What is required: Filter the data below, keeping only lines that contain "door".

::::::::::

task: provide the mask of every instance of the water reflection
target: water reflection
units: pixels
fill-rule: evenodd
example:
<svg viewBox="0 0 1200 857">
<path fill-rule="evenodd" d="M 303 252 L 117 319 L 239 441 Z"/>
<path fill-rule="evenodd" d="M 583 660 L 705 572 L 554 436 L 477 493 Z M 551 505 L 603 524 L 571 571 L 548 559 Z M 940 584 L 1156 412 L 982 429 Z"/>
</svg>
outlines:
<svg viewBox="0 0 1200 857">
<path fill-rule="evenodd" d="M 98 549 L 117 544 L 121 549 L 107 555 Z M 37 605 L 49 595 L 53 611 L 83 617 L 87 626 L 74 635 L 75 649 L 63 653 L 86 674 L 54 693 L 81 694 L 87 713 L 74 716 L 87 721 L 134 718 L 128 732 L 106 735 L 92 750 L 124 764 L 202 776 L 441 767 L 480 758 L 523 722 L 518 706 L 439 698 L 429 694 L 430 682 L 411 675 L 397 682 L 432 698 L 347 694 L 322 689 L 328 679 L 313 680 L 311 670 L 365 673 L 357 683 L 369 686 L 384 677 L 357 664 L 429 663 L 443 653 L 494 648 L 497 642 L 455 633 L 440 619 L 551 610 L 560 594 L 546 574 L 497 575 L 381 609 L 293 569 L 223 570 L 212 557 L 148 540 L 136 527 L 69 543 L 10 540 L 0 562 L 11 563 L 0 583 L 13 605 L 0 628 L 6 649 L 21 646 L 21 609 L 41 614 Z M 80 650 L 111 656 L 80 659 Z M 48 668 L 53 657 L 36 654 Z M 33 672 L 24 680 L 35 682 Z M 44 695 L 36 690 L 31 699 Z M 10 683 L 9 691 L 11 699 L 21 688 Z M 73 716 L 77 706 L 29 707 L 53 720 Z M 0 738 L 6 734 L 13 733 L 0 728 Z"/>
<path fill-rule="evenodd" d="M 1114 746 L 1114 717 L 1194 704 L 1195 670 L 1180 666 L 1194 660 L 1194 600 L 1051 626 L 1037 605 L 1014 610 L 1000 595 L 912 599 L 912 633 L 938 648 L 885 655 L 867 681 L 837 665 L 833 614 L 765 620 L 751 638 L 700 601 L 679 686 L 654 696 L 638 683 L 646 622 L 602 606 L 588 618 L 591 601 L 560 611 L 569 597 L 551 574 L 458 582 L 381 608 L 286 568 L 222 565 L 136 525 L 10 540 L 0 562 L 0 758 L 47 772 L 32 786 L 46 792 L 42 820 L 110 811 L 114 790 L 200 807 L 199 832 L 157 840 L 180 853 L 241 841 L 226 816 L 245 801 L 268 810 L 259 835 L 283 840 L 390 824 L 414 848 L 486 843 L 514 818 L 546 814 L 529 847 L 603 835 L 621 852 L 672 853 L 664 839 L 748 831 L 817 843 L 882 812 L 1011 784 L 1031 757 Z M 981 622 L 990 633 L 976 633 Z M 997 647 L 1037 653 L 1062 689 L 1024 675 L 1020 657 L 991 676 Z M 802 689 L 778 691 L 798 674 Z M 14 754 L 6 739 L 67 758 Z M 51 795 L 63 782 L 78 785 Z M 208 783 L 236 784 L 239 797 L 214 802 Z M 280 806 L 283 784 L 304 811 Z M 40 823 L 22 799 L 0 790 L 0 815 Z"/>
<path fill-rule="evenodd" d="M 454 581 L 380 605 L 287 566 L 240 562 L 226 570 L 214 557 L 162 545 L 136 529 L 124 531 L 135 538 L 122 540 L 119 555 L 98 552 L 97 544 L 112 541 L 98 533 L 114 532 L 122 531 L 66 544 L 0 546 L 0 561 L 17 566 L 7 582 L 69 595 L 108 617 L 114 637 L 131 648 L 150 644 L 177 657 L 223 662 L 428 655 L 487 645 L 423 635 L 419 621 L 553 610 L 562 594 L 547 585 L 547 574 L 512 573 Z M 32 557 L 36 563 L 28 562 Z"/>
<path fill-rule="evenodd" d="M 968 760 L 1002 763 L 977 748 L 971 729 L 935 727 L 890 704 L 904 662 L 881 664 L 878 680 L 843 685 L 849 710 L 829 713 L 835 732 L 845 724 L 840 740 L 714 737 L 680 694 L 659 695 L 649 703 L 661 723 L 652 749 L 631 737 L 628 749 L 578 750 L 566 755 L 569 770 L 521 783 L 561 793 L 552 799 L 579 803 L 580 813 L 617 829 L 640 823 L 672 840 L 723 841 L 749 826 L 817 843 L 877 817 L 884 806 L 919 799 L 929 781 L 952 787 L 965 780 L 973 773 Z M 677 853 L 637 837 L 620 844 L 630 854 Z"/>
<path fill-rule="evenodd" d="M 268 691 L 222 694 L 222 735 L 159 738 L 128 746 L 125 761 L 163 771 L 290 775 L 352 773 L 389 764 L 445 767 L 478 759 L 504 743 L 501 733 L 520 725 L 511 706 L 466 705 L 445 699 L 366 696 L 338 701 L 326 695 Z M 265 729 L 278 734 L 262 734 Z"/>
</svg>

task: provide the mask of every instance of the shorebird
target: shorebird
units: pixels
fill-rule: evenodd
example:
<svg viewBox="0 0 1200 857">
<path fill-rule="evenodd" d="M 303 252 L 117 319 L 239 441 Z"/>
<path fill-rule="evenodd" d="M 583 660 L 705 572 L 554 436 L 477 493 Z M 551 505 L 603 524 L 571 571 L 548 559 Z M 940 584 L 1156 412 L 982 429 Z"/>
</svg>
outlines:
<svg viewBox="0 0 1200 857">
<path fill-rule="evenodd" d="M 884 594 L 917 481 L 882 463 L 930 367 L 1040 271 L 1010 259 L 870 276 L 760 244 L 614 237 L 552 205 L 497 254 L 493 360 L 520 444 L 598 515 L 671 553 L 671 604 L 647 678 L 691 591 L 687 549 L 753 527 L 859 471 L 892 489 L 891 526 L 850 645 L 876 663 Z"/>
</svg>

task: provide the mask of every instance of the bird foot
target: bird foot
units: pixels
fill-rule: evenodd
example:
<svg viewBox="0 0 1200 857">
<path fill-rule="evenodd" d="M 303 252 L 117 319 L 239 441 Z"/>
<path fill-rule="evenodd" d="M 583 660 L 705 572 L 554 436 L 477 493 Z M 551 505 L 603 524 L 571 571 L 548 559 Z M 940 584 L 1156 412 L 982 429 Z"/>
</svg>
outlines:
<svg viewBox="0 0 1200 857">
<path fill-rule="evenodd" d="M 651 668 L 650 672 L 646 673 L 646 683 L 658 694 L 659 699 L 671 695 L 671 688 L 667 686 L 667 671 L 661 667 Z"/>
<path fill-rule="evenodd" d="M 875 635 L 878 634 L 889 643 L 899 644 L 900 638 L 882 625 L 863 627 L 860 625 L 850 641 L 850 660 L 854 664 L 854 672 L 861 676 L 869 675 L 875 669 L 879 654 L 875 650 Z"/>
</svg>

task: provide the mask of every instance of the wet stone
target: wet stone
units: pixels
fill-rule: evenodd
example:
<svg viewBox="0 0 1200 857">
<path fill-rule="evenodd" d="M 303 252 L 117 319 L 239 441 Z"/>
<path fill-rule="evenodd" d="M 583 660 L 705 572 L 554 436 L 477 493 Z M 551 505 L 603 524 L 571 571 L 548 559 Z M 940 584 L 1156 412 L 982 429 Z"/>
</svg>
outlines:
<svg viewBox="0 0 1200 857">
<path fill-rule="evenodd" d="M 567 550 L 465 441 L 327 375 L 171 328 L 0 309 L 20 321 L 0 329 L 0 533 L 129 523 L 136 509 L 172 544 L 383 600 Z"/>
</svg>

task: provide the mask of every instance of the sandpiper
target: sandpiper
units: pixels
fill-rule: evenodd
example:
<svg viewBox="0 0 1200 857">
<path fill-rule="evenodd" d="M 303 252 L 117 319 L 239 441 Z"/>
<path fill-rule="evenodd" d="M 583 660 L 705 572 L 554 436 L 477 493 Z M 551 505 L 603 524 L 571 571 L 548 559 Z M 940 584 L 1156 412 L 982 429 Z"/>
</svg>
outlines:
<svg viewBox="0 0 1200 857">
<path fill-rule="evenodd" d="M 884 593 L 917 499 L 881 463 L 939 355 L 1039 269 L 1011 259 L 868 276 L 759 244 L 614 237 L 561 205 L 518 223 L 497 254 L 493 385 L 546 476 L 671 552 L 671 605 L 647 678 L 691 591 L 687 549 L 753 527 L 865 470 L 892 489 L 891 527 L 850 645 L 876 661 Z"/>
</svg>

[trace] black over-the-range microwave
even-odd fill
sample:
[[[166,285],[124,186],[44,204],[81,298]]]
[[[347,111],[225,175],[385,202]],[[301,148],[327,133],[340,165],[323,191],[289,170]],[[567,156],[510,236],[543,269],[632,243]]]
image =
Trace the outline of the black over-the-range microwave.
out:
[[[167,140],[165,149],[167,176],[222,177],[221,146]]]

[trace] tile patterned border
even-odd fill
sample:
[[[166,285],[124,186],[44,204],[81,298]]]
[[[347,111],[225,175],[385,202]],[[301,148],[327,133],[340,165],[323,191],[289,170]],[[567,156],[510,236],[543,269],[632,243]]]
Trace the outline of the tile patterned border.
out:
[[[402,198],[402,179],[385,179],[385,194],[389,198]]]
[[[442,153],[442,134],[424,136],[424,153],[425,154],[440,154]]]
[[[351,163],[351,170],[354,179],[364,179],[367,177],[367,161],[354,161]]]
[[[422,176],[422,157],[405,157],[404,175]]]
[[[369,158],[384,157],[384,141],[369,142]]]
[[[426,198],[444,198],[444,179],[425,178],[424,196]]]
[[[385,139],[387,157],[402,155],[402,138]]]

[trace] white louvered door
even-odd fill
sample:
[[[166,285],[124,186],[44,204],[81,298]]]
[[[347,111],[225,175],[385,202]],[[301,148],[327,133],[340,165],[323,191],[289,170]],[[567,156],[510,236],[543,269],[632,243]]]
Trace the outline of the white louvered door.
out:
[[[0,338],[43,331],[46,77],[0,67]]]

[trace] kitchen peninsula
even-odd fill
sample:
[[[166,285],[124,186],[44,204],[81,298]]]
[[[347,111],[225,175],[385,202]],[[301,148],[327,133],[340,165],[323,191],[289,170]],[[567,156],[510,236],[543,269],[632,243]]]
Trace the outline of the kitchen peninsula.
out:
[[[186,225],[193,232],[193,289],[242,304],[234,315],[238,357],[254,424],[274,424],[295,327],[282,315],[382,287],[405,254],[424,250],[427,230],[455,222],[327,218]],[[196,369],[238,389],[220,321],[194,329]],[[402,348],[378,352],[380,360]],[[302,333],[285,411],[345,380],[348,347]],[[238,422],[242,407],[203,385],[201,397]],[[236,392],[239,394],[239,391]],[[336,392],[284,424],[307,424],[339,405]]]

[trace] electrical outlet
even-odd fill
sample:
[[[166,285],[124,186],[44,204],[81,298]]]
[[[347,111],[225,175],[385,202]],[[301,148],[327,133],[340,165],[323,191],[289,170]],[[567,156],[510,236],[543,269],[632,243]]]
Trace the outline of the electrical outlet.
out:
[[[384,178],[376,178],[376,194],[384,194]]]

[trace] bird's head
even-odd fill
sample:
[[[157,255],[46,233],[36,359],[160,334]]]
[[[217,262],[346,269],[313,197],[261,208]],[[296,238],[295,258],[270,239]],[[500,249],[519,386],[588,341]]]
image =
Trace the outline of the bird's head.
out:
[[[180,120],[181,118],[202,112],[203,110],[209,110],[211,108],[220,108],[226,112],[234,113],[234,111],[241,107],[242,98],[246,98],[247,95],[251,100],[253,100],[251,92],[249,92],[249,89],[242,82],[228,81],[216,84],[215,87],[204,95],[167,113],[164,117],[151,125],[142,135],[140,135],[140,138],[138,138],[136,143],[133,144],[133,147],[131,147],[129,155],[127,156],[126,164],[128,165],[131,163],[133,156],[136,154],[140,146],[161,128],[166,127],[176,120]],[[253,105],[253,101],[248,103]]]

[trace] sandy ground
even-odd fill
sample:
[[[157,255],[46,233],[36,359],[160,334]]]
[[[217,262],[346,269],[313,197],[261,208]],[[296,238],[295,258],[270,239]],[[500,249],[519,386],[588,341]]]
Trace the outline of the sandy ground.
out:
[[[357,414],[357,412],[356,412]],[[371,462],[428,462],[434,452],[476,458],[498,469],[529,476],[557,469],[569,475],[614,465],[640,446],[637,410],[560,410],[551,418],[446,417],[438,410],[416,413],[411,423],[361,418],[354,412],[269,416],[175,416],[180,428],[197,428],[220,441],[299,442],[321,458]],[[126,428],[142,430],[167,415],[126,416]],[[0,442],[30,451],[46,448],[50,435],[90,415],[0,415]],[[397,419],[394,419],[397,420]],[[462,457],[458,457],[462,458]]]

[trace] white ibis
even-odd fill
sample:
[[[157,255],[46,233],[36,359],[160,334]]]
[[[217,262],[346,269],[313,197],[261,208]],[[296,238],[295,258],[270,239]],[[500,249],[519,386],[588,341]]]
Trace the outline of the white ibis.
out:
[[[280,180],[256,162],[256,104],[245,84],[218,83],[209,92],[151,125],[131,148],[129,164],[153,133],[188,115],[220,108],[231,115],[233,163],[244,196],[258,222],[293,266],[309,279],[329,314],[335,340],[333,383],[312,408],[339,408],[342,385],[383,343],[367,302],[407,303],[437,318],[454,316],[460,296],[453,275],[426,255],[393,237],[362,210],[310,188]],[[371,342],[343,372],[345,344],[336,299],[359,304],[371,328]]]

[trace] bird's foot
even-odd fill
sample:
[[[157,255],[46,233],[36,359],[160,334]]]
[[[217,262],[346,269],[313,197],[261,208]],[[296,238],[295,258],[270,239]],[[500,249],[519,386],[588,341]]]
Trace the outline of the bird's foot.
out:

::::::::::

Output below:
[trace] white louvered door
Trace the outline of the white louvered door.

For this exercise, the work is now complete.